| PAGE EXTRACT |
= = = = = = =

21.   Criticism of NLP - A Case Study


Due to the ways that search engine algorithms interpret search requests, you may or may not have ended up at the right page.  To help you to get to the information you are really after, here are some related pages in this site which you might want to visit as well as, or instead of, this one:

  • FAQ #2 - Describes what "NLP" is.
  • FAQ #3 - Describes where "NLP" and the NLP-related techniques came from.
  • FAQ #20 - Describes some of the limitations of the NLP techniques.
  • FAQ #21 - An example of criticism of "NLP".  Two school textbook authors use NLP-type linguistic techniques to criticise "NLP".
  • FAQ #22 - A discussion of research of NLP and NLP-related subjects.  Includes references to over 100 such studies which have produced positive findings.
  • FAQ #27 - A detailed rebuttal of the wildly inaccurate article on "NLP" in the so-called Skeptics Dictionary.
  • FAQ #28 - Following up on FAQ #27, this "multipart" FAQ shows how poor research has meant that a dependence on flawed and even unequivocally false information about the FoNLP (field of NLP) has been commonplace amongst academic critics for over 20 years.  The subsections include details of the infamous 'reviews' by Sharpley (1984, 1987) and Heap (1988, etc.).
  • FAQ #32 - Describes exactly why research into preferred representational systems and predicate matching, which makes up an overwhelming majority of the negative "evidence", is based on an absolutely fundamental flaw.

Note:   At various points in this FAQ you will see mentions of "the FoNLP".
In reality, 'NLP' is a single modelling technique, and nothing else.  The term 'FoNLP' is used to indicate 'the field of NLP' - the modelling technique, the various authentic NLP-related techniques which were adopted, adapted and created during the development of the FoNLP, and training in the use of NLP and/or other NLP-related techniques, including trainer training.

= = = = = = =

| DATA SHOWN |
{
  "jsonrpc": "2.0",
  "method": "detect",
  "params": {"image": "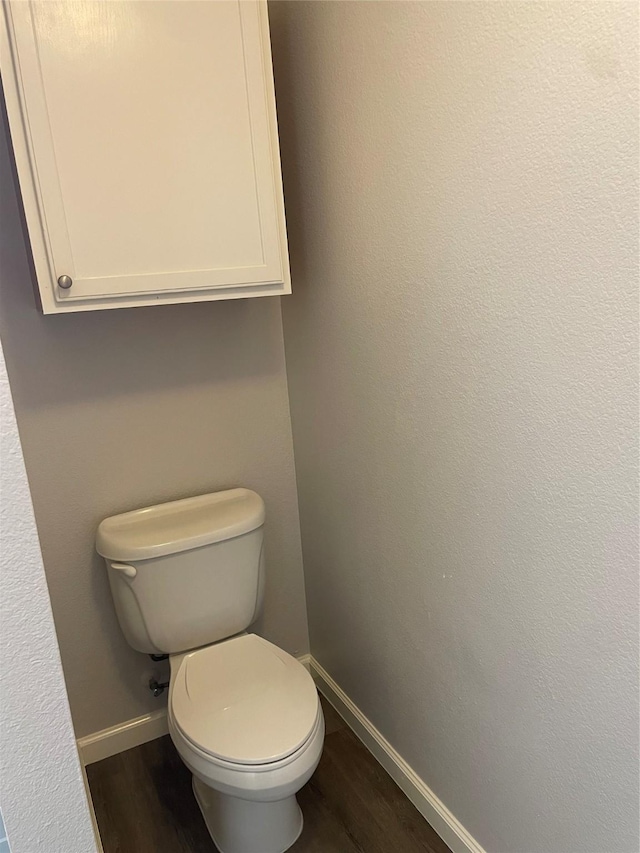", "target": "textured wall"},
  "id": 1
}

[0,334,96,853]
[0,108,308,736]
[272,2,639,853]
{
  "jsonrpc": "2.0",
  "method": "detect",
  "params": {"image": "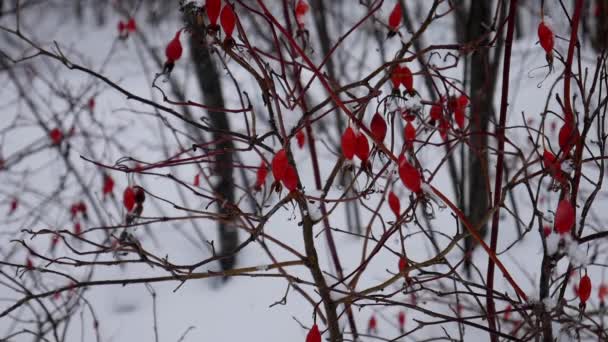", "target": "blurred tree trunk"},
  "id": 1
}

[462,1,496,274]
[583,0,608,51]
[190,21,239,279]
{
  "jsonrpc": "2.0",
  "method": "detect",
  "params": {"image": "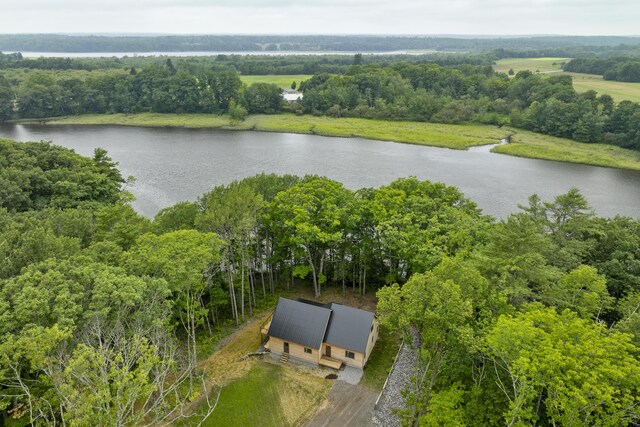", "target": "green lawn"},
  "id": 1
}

[240,74,312,88]
[178,361,332,427]
[360,327,402,391]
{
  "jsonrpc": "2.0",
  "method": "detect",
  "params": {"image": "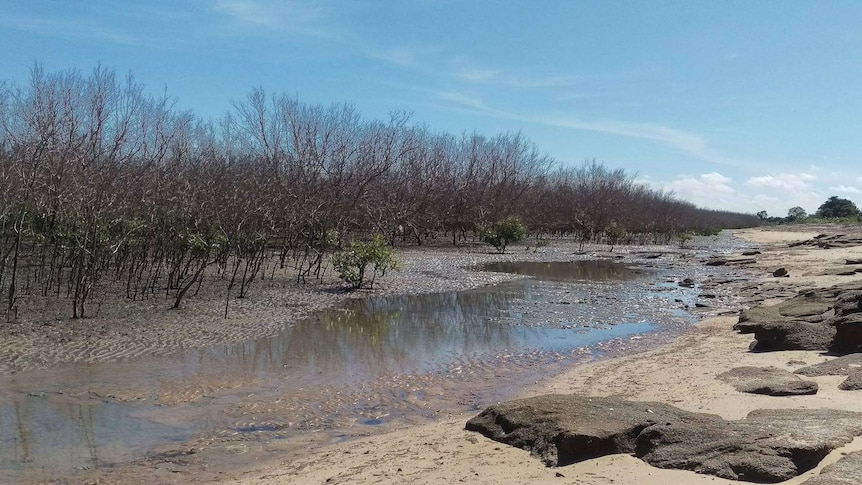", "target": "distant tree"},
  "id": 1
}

[605,223,626,252]
[817,195,859,218]
[787,206,808,222]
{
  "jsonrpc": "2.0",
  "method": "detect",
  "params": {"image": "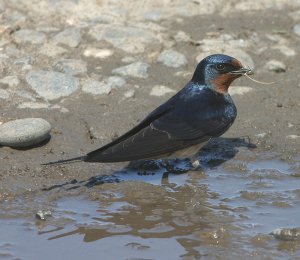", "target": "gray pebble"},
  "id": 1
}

[157,50,187,68]
[14,29,46,44]
[53,28,81,48]
[144,10,162,22]
[0,118,51,147]
[18,101,49,109]
[82,80,111,95]
[39,43,67,57]
[0,76,20,88]
[265,60,286,73]
[26,70,79,100]
[271,228,300,241]
[90,25,157,53]
[174,31,192,42]
[112,61,150,78]
[35,210,52,220]
[293,24,300,36]
[0,88,10,99]
[124,89,135,98]
[54,59,87,75]
[107,76,126,88]
[14,56,34,66]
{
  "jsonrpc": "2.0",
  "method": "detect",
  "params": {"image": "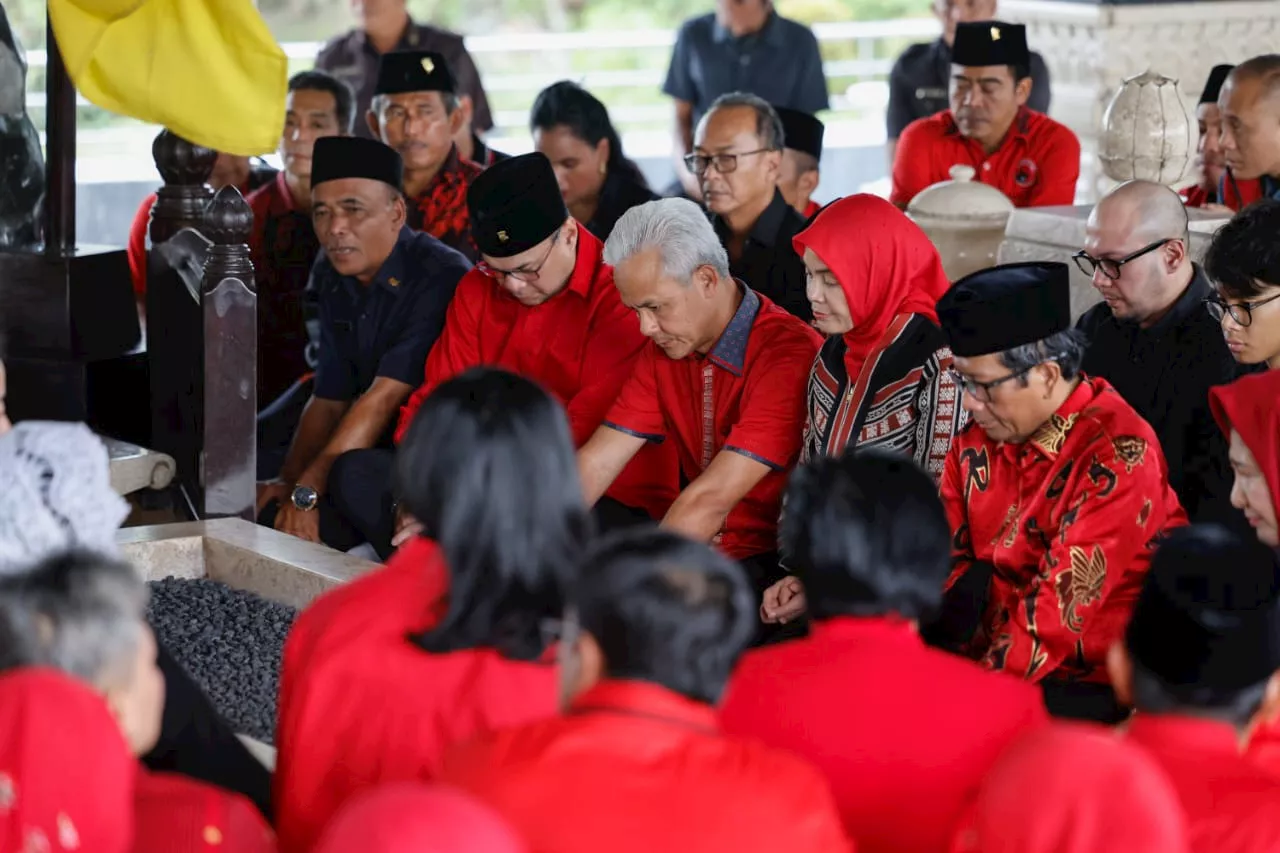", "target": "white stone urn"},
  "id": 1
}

[906,165,1014,282]
[1098,70,1193,184]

= = = = = = =

| REQUIRED ACTIONS |
A: Rewrite the NLP FAQ page between "21.   Criticism" and "the NLP techniques.", inclusive, with "Describes" renamed "Explains".
B: Summarize the NLP FAQ page in two sentences.
The rows have no connection to the NLP FAQ page.

| RESULTS OF THE TASKS |
A:
21.   Criticism of NLP - A Case Study


Due to the ways that search engine algorithms interpret search requests, you may or may not have ended up at the right page.  To help you to get to the information you are really after, here are some related pages in this site which you might want to visit as well as, or instead of, this one:

  • FAQ #2 - Explains what "NLP" is.
  • FAQ #3 - Explains where "NLP" and the NLP-related techniques came from.
  • FAQ #20 - Explains some of the limitations of the NLP techniques.

B: Because search engines may have sent readers to the wrong page, the NLP FAQ page lists related FAQs on the site, covering what NLP is, where it came from, its limitations, research into it, and critiques of the Skeptics Dictionary article and of academic critics' research. It also notes that "NLP" is a single modelling technique, while "FoNLP" means the field of NLP, which includes that technique, related techniques, and training in their use.